- Task prompt
Give only the lines from the one containing "For every instance of the potted" through the end of the material below, exactly as written.

===============

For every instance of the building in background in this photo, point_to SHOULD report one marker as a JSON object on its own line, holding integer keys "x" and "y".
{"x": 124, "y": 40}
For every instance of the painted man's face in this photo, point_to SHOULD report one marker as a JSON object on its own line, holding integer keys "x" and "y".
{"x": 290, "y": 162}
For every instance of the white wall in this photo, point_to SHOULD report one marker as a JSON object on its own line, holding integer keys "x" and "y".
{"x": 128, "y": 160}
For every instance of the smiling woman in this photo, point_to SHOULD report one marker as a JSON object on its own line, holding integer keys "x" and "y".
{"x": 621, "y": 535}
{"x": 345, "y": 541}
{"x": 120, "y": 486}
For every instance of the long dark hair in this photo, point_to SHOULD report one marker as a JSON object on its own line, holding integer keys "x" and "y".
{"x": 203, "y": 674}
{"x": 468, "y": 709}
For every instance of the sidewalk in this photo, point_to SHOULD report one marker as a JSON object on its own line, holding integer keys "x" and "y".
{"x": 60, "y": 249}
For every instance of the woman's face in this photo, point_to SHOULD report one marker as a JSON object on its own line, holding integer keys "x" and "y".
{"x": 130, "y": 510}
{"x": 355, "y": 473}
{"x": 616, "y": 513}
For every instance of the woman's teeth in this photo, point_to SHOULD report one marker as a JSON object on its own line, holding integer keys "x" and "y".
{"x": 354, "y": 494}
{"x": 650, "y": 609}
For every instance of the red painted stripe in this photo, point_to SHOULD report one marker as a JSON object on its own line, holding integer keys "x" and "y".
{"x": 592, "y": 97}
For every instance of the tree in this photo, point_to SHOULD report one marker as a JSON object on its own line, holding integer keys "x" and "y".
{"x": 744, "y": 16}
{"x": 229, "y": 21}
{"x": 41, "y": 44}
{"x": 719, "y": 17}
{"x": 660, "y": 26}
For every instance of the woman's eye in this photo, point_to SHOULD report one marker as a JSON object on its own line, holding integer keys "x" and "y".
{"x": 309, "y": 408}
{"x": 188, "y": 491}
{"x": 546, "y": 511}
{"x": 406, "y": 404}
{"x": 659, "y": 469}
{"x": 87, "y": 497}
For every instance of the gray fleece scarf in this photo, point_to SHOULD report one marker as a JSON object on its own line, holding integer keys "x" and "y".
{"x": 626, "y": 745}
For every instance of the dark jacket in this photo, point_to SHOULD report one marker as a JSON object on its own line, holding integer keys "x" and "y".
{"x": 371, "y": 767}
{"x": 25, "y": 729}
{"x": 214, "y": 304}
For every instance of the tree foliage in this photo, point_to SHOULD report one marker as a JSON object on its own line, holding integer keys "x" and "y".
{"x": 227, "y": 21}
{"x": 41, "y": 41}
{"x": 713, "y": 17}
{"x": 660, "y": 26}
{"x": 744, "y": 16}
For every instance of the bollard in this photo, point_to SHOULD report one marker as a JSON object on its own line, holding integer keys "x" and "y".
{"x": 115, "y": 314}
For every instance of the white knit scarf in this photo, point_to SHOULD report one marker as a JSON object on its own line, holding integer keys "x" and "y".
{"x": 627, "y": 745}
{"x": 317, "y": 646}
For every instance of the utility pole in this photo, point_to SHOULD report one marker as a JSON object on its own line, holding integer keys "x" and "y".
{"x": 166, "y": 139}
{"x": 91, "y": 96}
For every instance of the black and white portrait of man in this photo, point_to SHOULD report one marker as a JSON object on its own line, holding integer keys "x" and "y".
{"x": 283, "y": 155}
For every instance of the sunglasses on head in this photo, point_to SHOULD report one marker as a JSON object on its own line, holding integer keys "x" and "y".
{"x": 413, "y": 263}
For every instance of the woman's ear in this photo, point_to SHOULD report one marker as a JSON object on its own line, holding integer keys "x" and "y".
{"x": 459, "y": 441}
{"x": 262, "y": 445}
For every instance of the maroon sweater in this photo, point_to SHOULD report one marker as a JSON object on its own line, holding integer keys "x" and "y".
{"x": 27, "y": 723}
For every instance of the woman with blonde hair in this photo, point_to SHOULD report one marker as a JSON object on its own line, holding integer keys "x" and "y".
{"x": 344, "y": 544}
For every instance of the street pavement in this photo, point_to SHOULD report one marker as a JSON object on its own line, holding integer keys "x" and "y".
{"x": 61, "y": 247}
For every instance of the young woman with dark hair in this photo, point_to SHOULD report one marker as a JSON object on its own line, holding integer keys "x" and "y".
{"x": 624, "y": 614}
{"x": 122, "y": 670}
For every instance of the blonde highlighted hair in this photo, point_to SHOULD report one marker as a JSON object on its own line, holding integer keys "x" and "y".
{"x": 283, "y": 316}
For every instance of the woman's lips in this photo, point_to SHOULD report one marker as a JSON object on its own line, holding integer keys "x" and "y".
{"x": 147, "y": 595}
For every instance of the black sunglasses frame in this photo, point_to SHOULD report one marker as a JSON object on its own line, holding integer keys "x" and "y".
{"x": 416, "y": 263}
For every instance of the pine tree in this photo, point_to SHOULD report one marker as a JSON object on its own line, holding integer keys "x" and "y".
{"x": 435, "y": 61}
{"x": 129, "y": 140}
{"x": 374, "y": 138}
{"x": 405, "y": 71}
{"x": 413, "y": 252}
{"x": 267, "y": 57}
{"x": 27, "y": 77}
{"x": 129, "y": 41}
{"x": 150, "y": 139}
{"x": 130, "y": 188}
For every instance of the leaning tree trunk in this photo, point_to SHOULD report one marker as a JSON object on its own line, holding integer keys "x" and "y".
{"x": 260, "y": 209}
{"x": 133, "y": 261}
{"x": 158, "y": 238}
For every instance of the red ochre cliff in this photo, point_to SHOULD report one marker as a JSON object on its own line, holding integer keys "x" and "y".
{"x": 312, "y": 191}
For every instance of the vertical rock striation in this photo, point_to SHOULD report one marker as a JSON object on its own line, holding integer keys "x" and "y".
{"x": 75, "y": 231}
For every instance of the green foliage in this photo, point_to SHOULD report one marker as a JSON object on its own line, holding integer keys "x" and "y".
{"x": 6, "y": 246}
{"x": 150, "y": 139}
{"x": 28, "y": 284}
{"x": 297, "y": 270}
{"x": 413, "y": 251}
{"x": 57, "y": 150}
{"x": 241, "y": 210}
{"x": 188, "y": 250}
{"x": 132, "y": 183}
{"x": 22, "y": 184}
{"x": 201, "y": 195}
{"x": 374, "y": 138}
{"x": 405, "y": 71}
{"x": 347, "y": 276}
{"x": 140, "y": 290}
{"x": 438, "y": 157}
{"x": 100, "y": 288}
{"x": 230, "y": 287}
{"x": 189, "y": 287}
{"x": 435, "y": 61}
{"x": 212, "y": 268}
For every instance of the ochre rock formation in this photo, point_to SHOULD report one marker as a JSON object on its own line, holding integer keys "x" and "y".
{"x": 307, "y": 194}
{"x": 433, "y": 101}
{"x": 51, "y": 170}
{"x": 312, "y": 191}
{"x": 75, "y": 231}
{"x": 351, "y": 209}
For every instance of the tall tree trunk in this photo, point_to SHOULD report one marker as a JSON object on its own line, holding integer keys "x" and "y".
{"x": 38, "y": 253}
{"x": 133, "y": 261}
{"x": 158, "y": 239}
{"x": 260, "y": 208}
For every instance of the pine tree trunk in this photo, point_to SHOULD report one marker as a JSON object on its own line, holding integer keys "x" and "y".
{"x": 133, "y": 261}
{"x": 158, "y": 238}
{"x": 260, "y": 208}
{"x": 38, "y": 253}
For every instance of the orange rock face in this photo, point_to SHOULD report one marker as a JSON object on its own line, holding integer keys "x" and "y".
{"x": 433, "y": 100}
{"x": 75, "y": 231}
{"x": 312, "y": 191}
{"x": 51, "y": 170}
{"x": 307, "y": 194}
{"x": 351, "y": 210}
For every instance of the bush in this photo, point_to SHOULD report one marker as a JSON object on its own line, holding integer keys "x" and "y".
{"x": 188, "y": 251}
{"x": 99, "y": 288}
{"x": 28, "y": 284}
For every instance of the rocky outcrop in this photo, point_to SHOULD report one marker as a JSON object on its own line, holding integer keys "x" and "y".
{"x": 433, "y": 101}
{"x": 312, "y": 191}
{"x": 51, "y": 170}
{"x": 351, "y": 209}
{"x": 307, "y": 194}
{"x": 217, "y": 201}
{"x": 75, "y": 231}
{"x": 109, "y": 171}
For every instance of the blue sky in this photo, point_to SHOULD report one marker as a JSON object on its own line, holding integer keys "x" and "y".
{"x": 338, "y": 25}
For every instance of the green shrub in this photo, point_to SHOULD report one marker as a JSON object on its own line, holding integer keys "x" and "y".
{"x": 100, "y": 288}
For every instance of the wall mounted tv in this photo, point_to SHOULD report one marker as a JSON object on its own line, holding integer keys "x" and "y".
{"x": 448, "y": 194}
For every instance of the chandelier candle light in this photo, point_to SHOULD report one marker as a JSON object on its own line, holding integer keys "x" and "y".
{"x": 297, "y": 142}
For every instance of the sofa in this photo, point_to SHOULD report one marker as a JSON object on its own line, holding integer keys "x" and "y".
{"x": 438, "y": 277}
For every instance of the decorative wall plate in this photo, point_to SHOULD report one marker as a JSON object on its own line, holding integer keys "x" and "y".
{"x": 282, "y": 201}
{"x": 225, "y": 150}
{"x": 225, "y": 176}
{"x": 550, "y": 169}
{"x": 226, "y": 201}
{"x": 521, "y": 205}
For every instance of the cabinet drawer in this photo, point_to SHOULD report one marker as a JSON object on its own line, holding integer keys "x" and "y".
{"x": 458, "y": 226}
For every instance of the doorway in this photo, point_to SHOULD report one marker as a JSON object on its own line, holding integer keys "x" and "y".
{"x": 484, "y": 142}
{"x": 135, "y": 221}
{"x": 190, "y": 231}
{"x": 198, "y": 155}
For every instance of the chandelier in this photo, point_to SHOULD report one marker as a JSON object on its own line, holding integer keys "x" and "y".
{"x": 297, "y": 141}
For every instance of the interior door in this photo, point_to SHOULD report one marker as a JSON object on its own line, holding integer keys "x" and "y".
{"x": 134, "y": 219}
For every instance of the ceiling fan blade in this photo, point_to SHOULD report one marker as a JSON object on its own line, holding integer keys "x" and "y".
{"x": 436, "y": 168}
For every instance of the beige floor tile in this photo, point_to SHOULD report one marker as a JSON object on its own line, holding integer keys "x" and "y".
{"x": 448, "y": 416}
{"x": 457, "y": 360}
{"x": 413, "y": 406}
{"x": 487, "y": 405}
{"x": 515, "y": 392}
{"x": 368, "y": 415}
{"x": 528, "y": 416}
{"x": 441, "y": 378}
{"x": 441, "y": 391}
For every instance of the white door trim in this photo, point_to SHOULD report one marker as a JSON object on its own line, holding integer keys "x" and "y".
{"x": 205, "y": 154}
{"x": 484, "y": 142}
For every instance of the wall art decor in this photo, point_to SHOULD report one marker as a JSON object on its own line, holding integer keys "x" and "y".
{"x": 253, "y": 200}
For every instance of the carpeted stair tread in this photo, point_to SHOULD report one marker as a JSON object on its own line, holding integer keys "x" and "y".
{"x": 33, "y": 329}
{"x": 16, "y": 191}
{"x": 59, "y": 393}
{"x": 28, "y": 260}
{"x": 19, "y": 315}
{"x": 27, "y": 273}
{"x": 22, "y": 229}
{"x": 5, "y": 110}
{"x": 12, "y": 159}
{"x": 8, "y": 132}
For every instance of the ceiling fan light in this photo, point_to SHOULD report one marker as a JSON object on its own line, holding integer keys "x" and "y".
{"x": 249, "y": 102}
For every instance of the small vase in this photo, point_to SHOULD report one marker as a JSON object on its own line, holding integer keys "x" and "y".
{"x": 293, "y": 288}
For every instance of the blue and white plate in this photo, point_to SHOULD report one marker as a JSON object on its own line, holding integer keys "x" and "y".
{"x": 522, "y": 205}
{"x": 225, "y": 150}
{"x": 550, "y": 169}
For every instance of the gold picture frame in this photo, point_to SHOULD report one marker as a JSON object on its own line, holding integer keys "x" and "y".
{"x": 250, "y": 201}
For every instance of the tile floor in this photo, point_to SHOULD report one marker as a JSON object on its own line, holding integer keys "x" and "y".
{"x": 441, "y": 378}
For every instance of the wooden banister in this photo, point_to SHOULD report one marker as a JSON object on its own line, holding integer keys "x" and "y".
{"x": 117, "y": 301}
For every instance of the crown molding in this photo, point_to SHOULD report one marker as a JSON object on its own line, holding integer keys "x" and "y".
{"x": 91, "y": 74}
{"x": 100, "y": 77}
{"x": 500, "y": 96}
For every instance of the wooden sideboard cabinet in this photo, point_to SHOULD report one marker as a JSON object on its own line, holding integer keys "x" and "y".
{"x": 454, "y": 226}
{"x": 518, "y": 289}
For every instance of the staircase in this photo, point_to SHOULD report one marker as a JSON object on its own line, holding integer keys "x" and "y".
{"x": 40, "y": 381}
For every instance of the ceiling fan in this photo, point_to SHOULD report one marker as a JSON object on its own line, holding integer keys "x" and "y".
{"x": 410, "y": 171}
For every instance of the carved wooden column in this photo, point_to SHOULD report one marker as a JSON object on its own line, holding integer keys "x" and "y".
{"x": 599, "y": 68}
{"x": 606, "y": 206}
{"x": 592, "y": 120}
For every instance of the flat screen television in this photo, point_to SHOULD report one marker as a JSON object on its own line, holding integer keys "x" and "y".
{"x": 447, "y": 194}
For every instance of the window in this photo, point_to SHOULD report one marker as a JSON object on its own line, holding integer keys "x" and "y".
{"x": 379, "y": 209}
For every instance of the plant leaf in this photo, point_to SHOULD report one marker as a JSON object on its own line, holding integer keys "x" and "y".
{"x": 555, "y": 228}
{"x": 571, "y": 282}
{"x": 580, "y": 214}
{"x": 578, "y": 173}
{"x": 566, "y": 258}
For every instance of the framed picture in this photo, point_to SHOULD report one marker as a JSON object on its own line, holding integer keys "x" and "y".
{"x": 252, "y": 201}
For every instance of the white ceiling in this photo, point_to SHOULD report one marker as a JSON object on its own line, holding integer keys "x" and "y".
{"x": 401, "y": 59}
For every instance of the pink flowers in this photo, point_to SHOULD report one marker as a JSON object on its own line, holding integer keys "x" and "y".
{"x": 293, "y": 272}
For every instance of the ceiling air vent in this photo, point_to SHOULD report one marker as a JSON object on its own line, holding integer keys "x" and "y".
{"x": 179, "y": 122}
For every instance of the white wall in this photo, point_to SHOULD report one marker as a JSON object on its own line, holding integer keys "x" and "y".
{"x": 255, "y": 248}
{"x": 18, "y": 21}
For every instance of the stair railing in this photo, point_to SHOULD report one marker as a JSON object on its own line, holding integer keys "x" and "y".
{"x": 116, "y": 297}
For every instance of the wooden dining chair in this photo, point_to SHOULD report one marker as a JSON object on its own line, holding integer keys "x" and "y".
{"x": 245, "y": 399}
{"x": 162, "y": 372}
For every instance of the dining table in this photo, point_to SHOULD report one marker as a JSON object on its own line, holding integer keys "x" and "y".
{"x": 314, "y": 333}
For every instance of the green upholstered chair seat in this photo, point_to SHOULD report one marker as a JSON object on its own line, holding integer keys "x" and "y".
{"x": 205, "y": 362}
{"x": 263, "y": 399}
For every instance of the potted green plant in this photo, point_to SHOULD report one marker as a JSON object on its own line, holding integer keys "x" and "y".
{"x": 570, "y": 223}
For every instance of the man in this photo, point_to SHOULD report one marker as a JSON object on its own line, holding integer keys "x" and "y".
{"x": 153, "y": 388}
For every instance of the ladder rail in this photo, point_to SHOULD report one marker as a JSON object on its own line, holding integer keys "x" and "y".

===============

- Solution for this task
For every instance of the potted green plant in this photo, point_to SHOULD report one marker as a JSON object on its own line, holding integer keys "x" and "y".
{"x": 570, "y": 223}
For every instance of the man in this photo, point_to SHOULD report one marker as a JSON object on its own line, holding integer keys "x" and "y".
{"x": 153, "y": 388}
For every instance of the ladder rail in this photo, point_to SHOULD report one marker as a JSON object on its own line, holding integer keys "x" and "y".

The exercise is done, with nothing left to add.